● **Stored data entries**
━━━━━━━━━━

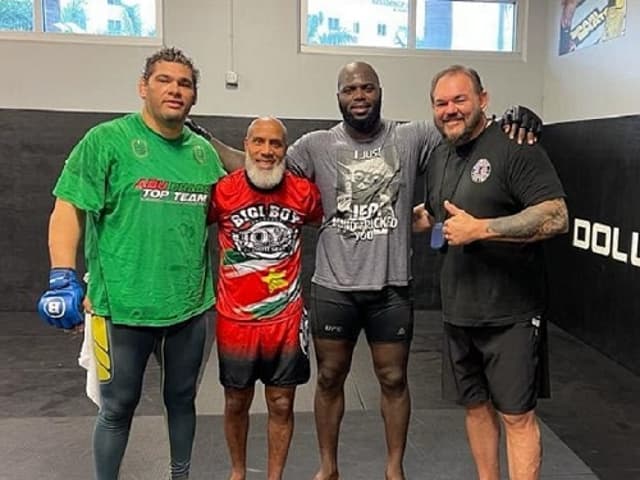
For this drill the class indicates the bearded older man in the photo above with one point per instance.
(262, 328)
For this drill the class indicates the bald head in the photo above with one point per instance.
(269, 122)
(265, 147)
(357, 69)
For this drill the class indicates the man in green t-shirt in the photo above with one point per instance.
(140, 186)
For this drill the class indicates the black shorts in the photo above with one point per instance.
(385, 315)
(506, 365)
(274, 352)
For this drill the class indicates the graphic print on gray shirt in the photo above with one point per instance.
(367, 196)
(367, 190)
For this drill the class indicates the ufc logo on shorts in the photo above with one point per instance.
(55, 307)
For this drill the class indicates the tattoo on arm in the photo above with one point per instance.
(538, 222)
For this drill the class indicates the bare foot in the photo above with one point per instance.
(321, 475)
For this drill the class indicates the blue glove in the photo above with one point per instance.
(61, 305)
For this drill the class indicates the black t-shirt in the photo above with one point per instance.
(490, 282)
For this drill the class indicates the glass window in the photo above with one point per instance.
(489, 25)
(16, 15)
(446, 25)
(123, 18)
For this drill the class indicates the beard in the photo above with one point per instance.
(470, 127)
(264, 179)
(363, 125)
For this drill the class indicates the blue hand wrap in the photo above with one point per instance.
(61, 304)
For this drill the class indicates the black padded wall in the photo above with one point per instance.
(33, 147)
(595, 270)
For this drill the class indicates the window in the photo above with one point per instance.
(114, 27)
(412, 25)
(138, 19)
(334, 24)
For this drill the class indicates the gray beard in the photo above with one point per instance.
(264, 179)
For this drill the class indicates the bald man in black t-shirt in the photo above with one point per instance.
(489, 203)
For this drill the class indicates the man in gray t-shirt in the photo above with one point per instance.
(365, 168)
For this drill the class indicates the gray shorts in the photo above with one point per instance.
(385, 315)
(506, 365)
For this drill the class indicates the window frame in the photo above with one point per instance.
(518, 53)
(39, 35)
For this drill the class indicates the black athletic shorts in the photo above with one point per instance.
(506, 365)
(385, 315)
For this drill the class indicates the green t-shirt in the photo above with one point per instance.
(146, 201)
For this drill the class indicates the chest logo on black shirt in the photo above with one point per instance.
(366, 192)
(481, 171)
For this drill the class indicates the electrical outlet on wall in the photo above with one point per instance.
(231, 79)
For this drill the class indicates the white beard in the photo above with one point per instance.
(265, 179)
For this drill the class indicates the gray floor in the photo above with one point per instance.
(591, 425)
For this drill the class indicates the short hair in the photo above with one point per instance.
(171, 54)
(362, 66)
(267, 118)
(468, 71)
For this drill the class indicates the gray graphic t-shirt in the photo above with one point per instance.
(367, 197)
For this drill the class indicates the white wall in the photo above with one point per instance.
(594, 82)
(274, 77)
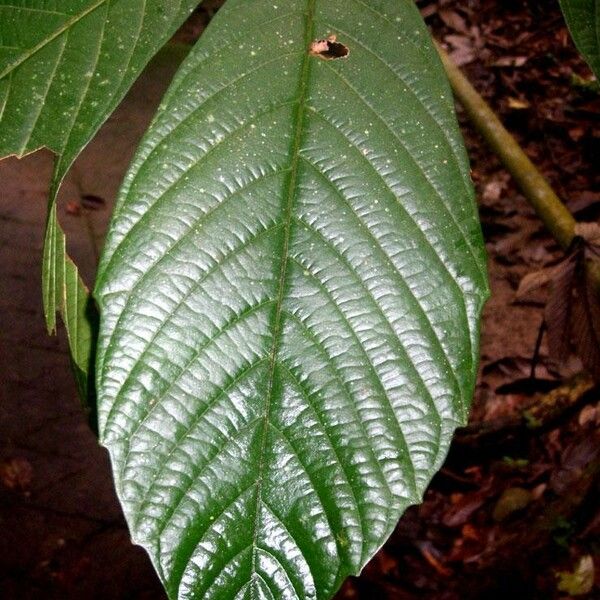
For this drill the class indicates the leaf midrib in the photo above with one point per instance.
(44, 42)
(287, 221)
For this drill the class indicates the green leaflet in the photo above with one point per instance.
(64, 67)
(290, 296)
(583, 19)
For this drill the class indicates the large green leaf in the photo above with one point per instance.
(583, 19)
(290, 295)
(64, 67)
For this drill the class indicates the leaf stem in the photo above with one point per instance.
(538, 192)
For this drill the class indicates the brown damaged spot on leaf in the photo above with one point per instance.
(328, 48)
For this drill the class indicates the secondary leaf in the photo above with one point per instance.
(64, 67)
(583, 20)
(65, 292)
(290, 295)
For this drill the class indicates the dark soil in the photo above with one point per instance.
(515, 506)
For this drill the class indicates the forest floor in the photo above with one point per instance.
(514, 510)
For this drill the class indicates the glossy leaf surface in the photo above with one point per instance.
(583, 19)
(290, 295)
(64, 67)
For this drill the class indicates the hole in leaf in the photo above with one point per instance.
(328, 48)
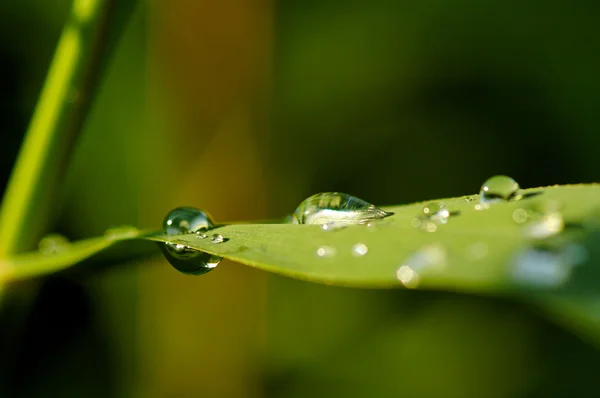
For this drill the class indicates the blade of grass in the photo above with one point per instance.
(60, 112)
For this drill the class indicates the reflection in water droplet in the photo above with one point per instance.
(436, 212)
(338, 208)
(408, 277)
(122, 232)
(430, 257)
(520, 216)
(541, 267)
(326, 251)
(359, 250)
(53, 243)
(217, 238)
(547, 226)
(499, 189)
(185, 220)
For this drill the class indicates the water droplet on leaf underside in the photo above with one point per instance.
(336, 208)
(499, 189)
(183, 220)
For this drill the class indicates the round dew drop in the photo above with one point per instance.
(183, 220)
(499, 189)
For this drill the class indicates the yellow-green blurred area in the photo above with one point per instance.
(244, 108)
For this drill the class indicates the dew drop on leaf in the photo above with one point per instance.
(436, 212)
(183, 220)
(326, 251)
(337, 208)
(122, 232)
(359, 250)
(430, 257)
(189, 261)
(499, 189)
(217, 238)
(53, 243)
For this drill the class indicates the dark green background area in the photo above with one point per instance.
(392, 101)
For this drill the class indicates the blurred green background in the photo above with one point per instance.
(244, 108)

━━━━━━━━━━

● **EXERCISE**
Except for the pictures, copy every line of the records above exactly.

● **WRITTEN ANSWER**
For this drill the class indicates the bearded older man in the photo above with one point per instance.
(262, 328)
For this drill the class indicates the bald head in the photo above with one point per instance.
(269, 122)
(265, 147)
(357, 69)
For this drill the class indicates the man in green t-shirt in the photo above with one point per instance.
(140, 186)
For this drill the class indicates the black shorts in the photo above with one point per instance.
(385, 315)
(506, 365)
(274, 352)
For this drill the class indicates the graphic print on gray shirt in the photo above with one point per instance.
(367, 196)
(367, 190)
For this drill the class indicates the ufc logo on shorts in the photo above with one point per instance.
(55, 307)
For this drill the class indicates the tattoo on arm in the photo above with one point per instance.
(538, 222)
For this drill the class indicates the bare foot in the photo above with one point per instance.
(321, 475)
For this drill the class indicates the blue glove in the photo above with one point per instance.
(61, 305)
For this drill the class indicates the black t-shirt in the photo above with one point per instance.
(490, 282)
For this drill the class indicates the glass window in the photo above with one point per instance.
(489, 25)
(16, 15)
(446, 25)
(123, 18)
For this drill the class indicates the beard in the photo above with one point per instance.
(470, 127)
(264, 179)
(363, 125)
For this drill the class indicates the blue hand wrap in the photo above with one point per instance.
(61, 304)
For this drill the class indicates the black padded wall in the photo above with one point per instance.
(33, 147)
(595, 270)
For this drill the class indicates the window in the photo above with one point per instance.
(114, 27)
(412, 25)
(138, 19)
(334, 24)
For this drill the class indicates the gray beard in the photo above with one point per instance.
(264, 179)
For this drill the class indicates the bald man in black t-shirt in the photo above with one point per instance.
(489, 203)
For this drill the class indicates the man in gray t-shirt in the photo above with one point per instance.
(365, 168)
For this drill the class indicates the gray shorts in the photo above with one point per instance.
(385, 315)
(506, 365)
For this drill the class indicates the window frame in the photo above with one point per instance.
(518, 53)
(39, 35)
For this drill the class indicates the black athletic shorts in the photo above with one point per instance.
(506, 365)
(385, 315)
For this drill the class indicates the green t-shirt in the photo above with one point per instance.
(146, 201)
For this drill the class indicates the chest logo on black shirt in the photo above with one point per instance.
(366, 192)
(481, 171)
For this drill the class indicates the electrical outlet on wall in the photo above with one point per instance.
(231, 79)
For this drill the class indicates the white beard in the photo above with one point per instance.
(265, 179)
For this drill the class indicates the gray floor in the photo above with one point per instance.
(591, 425)
For this drill the class indicates the short hair in the photo above with one point per instance.
(171, 54)
(362, 66)
(267, 118)
(468, 71)
For this drill the class indicates the gray graphic t-shirt in the photo above with one point per instance.
(367, 197)
For this drill the class indicates the white wall in the photo above with one point per instance.
(594, 82)
(274, 77)
For this drill the class indicates the leaf midrib in the photo above with one point per instance.
(44, 42)
(287, 221)
For this drill the class indicates the green leaflet in the photo above with one point per instance.
(64, 67)
(290, 296)
(583, 19)
For this drill the class indicates the large green leaf in the photo above with one point per instance.
(583, 19)
(290, 295)
(64, 67)
For this drill the class indicates the leaf stem in the photo above with one point per instance.
(538, 192)
For this drill the class indicates the brown damaged spot on leaf in the photo above with one point per instance.
(328, 48)
For this drill the class indicates the secondary leaf in the photo above with one point per instance.
(64, 67)
(583, 20)
(65, 292)
(290, 295)
For this drill the class indicates the dark soil in the photo above with one point per instance.
(515, 506)
For this drill the class indicates the forest floor in the photo above with one point per instance.
(514, 510)
For this drill the class indicates the glossy leaf surface in the photo above with one point per instance.
(583, 19)
(290, 295)
(64, 67)
For this drill the class indicates the hole in leaf in the photo above with one point per instance.
(328, 48)
For this drill the class indicates the blade of grass in the photo above with one point per instance.
(60, 112)
For this drill the class indicates the reflection in water droplet in the photo above with one point per instance.
(436, 212)
(338, 208)
(408, 277)
(122, 232)
(430, 257)
(520, 216)
(541, 267)
(326, 251)
(359, 250)
(53, 243)
(217, 238)
(547, 226)
(499, 189)
(185, 220)
For this drill the class indicates the water droplet on leaf underside in the photo above with one point per instance.
(336, 208)
(499, 189)
(183, 220)
For this drill the class indicates the round dew drop in the photo above with one point per instance.
(183, 220)
(499, 189)
For this drill the class indicates the yellow-green blurred area in the photo above with one point per instance.
(244, 108)
For this drill the class indicates the dew drop on leaf in the photo above with one point per instance.
(436, 212)
(183, 220)
(326, 251)
(337, 208)
(122, 232)
(359, 250)
(430, 257)
(189, 261)
(499, 189)
(217, 238)
(53, 243)
For this drill the class indicates the dark green background area in the photo above with one point per instance.
(392, 101)
For this drill the class indicates the blurred green background in the photo above with one point per instance.
(244, 108)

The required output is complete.